#### WORK TO DO
Which lines below contain the word "player"? Collect and copy each of them; case counts, so only an exact match in case qualifies.

#### PROVIDED INFORMATION
|---|
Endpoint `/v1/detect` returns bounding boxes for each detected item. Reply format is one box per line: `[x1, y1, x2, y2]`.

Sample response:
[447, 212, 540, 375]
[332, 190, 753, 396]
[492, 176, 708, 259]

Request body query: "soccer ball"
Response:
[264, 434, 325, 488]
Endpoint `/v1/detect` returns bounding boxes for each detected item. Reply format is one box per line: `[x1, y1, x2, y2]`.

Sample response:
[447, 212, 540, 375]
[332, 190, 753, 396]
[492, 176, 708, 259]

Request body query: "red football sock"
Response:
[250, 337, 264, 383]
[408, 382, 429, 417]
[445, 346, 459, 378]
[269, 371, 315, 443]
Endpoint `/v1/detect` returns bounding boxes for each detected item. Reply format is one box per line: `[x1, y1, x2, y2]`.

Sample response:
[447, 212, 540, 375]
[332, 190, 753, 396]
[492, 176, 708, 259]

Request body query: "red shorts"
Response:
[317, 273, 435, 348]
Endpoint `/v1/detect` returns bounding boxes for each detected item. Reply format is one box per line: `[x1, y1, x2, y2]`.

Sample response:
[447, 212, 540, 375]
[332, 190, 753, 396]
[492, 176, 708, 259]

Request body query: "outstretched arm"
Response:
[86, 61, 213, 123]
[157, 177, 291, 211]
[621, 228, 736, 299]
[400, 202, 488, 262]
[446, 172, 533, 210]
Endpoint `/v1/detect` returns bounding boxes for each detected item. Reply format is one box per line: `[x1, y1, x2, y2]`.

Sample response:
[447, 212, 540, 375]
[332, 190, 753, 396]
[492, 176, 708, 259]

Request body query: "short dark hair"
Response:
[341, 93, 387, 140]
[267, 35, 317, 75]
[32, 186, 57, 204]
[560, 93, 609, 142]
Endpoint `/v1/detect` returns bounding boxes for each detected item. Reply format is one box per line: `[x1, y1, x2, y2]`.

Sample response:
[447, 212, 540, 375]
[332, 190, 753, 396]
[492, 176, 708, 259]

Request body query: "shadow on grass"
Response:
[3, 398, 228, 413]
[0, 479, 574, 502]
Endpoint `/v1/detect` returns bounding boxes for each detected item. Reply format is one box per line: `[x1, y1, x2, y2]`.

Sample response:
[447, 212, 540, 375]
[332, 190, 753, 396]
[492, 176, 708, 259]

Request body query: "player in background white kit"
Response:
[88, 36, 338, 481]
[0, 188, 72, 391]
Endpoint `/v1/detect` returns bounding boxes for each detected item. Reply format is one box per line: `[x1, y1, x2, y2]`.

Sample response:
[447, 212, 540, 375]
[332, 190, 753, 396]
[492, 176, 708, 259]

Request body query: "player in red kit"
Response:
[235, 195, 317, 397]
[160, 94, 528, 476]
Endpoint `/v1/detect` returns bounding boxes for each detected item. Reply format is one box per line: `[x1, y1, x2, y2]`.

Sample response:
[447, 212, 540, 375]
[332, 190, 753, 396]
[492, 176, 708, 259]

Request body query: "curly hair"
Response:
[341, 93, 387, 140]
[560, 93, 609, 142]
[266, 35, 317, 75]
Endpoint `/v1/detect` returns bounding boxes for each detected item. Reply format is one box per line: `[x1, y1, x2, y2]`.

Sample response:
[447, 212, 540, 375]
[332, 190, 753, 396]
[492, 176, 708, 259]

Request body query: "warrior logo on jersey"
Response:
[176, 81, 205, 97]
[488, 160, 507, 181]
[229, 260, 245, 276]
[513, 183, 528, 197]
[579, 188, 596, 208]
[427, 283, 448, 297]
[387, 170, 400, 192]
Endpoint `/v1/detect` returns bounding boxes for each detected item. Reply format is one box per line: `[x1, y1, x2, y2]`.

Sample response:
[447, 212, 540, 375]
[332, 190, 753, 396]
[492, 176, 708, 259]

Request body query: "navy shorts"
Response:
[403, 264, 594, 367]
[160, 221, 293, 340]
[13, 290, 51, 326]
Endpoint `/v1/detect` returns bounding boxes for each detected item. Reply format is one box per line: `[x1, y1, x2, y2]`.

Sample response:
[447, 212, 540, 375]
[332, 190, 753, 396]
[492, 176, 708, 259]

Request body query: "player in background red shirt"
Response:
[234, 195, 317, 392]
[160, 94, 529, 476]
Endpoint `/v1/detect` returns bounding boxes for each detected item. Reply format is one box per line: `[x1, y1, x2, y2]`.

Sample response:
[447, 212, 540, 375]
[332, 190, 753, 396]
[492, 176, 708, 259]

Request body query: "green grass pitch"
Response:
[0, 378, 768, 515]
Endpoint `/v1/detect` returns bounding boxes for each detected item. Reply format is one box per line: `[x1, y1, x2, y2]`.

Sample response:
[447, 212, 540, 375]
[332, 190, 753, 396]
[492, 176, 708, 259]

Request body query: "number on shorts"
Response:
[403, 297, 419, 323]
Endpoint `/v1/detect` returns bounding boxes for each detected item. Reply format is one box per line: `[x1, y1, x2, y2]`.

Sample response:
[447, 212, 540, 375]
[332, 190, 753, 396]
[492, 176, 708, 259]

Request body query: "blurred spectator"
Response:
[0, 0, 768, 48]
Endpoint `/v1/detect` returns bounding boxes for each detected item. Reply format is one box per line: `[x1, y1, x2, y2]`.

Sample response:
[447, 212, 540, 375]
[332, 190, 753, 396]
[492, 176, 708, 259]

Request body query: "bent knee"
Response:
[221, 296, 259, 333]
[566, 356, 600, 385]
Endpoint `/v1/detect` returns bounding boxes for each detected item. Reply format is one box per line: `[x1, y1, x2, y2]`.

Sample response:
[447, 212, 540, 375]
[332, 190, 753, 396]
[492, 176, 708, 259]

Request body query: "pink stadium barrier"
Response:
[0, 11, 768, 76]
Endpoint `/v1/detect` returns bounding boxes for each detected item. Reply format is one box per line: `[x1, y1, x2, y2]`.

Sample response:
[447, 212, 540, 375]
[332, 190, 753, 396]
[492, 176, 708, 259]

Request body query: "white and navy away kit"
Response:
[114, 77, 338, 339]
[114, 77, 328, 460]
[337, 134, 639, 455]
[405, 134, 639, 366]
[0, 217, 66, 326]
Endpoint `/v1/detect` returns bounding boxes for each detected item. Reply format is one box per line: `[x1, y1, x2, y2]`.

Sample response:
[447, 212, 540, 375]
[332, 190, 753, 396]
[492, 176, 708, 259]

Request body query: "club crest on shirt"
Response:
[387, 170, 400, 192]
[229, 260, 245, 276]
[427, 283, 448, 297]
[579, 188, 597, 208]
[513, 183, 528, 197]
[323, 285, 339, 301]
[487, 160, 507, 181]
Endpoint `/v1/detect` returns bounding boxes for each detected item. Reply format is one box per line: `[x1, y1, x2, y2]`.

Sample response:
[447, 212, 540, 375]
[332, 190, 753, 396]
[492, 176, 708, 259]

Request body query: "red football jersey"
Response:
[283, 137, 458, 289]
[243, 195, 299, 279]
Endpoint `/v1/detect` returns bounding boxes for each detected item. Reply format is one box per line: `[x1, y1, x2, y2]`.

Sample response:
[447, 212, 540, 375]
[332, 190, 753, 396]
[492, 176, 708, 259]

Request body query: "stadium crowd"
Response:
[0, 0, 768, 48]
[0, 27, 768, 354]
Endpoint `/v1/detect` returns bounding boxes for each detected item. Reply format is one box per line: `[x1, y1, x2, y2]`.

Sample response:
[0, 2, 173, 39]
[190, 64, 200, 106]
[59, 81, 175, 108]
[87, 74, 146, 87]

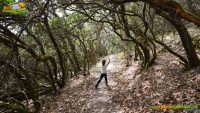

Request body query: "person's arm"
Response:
[106, 58, 110, 65]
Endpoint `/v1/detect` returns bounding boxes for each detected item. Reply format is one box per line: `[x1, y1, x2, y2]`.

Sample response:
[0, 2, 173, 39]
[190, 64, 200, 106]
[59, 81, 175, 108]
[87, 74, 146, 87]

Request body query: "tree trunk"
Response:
[157, 11, 200, 68]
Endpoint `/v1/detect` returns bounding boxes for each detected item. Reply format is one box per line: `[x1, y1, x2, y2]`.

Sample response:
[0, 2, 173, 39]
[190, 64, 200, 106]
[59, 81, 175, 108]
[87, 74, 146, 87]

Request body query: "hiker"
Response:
[95, 58, 110, 89]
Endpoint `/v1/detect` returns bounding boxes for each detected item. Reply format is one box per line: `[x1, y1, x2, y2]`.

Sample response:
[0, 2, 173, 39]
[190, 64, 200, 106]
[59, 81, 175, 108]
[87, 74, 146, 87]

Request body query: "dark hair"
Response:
[102, 60, 106, 66]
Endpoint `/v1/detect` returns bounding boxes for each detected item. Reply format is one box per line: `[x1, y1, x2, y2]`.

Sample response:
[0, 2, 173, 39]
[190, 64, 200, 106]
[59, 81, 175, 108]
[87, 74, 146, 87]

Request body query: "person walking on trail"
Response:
[95, 58, 110, 89]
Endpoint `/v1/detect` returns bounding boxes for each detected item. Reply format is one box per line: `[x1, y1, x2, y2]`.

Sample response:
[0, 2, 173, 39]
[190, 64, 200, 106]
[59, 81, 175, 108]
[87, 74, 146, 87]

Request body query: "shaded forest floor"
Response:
[41, 32, 200, 113]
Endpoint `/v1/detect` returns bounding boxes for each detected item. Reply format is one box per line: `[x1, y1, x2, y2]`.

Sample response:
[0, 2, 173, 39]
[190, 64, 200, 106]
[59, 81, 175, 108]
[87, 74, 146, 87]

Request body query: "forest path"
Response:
[41, 55, 139, 113]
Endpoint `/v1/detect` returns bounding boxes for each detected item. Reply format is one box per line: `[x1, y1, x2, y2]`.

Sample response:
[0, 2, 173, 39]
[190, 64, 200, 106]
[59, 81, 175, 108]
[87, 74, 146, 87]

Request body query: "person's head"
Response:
[102, 59, 106, 66]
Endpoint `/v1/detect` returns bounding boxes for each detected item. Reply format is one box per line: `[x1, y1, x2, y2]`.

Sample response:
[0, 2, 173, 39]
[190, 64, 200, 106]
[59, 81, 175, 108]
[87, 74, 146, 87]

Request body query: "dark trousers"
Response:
[95, 73, 108, 88]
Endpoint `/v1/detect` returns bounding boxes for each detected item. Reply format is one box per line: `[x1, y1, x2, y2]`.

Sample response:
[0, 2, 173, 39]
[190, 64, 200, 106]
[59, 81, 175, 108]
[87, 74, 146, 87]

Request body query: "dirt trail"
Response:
[41, 55, 138, 113]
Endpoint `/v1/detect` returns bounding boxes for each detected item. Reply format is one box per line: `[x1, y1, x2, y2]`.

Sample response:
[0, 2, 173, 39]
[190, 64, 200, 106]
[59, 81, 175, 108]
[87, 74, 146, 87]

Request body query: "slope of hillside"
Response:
[41, 30, 200, 113]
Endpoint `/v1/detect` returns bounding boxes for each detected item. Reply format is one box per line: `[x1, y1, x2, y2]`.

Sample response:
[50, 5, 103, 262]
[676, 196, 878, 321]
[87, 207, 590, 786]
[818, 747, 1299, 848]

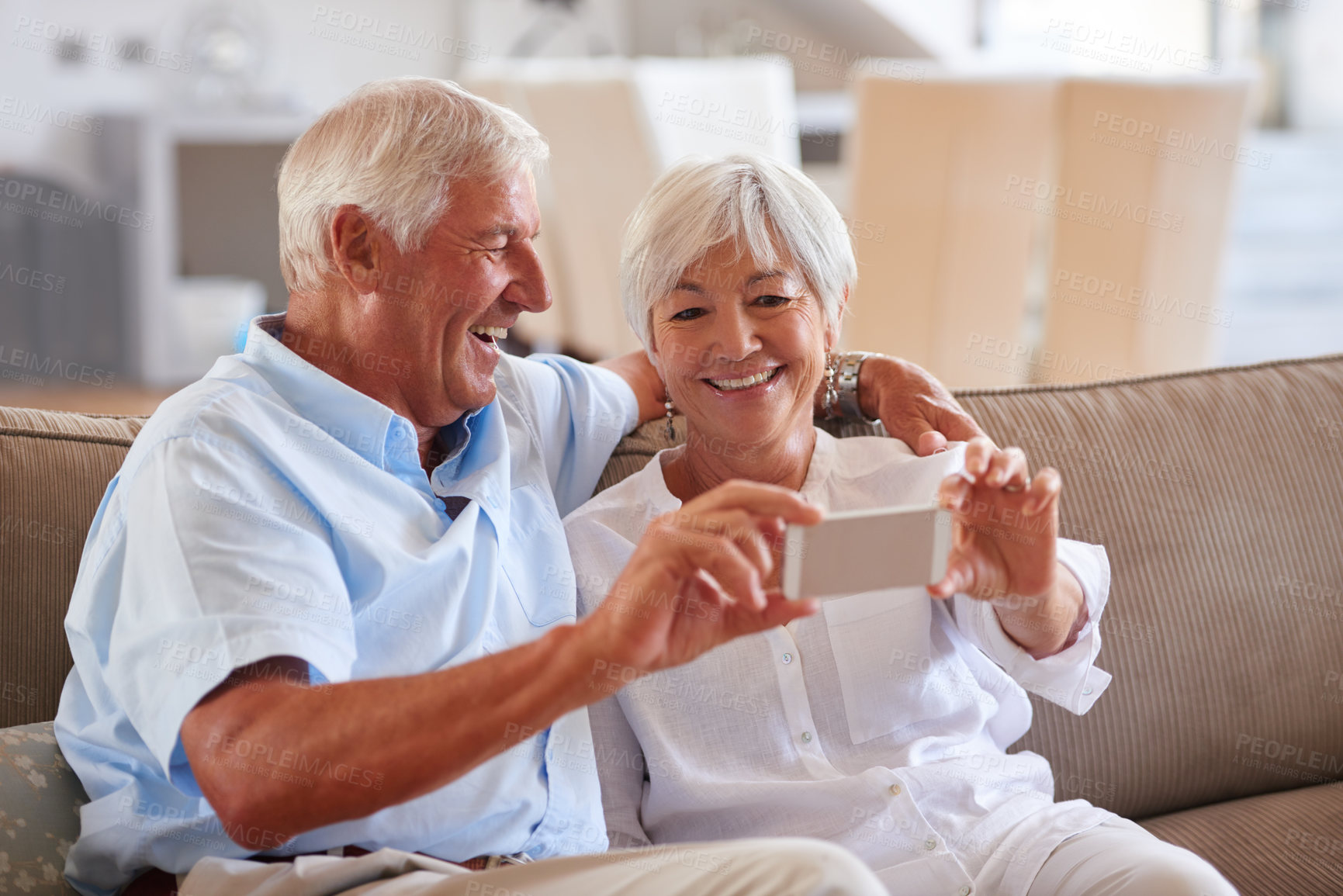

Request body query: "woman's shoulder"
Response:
[830, 435, 966, 510]
[564, 455, 666, 541]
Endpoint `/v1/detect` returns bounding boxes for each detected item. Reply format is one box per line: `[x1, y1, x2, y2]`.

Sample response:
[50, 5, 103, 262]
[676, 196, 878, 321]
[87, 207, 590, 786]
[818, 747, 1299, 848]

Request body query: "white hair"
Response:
[621, 154, 858, 355]
[278, 78, 549, 292]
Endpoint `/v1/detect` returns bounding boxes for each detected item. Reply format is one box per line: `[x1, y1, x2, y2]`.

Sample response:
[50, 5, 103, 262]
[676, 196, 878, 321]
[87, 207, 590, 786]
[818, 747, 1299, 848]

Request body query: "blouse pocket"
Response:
[822, 588, 955, 744]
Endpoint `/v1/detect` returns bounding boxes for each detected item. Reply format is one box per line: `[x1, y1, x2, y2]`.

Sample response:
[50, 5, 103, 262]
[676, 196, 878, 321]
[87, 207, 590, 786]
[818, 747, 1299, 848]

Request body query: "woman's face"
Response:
[652, 242, 836, 457]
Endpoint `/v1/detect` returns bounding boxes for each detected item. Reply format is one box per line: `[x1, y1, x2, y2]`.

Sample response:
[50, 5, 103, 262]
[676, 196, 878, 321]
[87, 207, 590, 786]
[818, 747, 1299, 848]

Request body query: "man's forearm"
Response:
[182, 624, 604, 849]
[597, 352, 666, 423]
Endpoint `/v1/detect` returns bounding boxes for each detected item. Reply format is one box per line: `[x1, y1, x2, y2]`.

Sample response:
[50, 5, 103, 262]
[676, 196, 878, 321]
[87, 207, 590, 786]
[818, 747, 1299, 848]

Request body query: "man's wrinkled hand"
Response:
[588, 481, 822, 674]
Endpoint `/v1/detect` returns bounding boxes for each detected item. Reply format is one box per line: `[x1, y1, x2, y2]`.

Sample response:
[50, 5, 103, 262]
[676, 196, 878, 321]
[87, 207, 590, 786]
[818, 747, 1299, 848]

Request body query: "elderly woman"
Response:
[566, 156, 1234, 896]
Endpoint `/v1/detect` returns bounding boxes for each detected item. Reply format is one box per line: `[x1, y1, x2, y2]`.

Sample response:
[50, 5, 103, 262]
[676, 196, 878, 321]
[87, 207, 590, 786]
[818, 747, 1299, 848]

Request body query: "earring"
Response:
[821, 352, 839, 420]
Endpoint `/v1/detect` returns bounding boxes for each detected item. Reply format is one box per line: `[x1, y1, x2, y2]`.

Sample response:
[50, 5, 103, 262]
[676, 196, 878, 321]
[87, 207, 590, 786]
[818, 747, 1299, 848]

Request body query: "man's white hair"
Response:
[621, 154, 858, 355]
[279, 78, 549, 292]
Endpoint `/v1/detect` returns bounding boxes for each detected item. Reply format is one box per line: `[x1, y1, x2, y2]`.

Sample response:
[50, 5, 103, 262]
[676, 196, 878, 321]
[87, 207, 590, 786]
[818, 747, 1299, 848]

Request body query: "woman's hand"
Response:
[928, 438, 1085, 659]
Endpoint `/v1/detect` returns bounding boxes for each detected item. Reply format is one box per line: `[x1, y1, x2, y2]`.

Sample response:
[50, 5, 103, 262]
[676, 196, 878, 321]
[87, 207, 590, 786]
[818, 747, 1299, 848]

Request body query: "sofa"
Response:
[0, 355, 1343, 896]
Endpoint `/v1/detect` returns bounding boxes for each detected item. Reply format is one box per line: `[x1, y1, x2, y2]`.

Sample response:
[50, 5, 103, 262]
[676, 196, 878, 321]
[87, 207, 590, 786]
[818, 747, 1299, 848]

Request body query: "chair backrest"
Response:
[0, 407, 144, 728]
[845, 75, 1058, 387]
[467, 59, 799, 358]
[1042, 78, 1265, 383]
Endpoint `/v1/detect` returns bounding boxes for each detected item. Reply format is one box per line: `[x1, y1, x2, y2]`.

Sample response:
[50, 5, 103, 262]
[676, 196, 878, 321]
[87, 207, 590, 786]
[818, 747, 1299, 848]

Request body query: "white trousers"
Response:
[1029, 818, 1237, 896]
[178, 837, 886, 896]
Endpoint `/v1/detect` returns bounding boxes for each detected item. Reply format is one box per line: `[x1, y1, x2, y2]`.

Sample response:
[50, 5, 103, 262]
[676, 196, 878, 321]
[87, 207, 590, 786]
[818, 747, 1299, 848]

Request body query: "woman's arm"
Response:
[928, 438, 1086, 659]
|---|
#### SOLUTION
Request body query: "player in background white kit"
Request body query: "player in red kit"
Request body query: "player in background red shirt"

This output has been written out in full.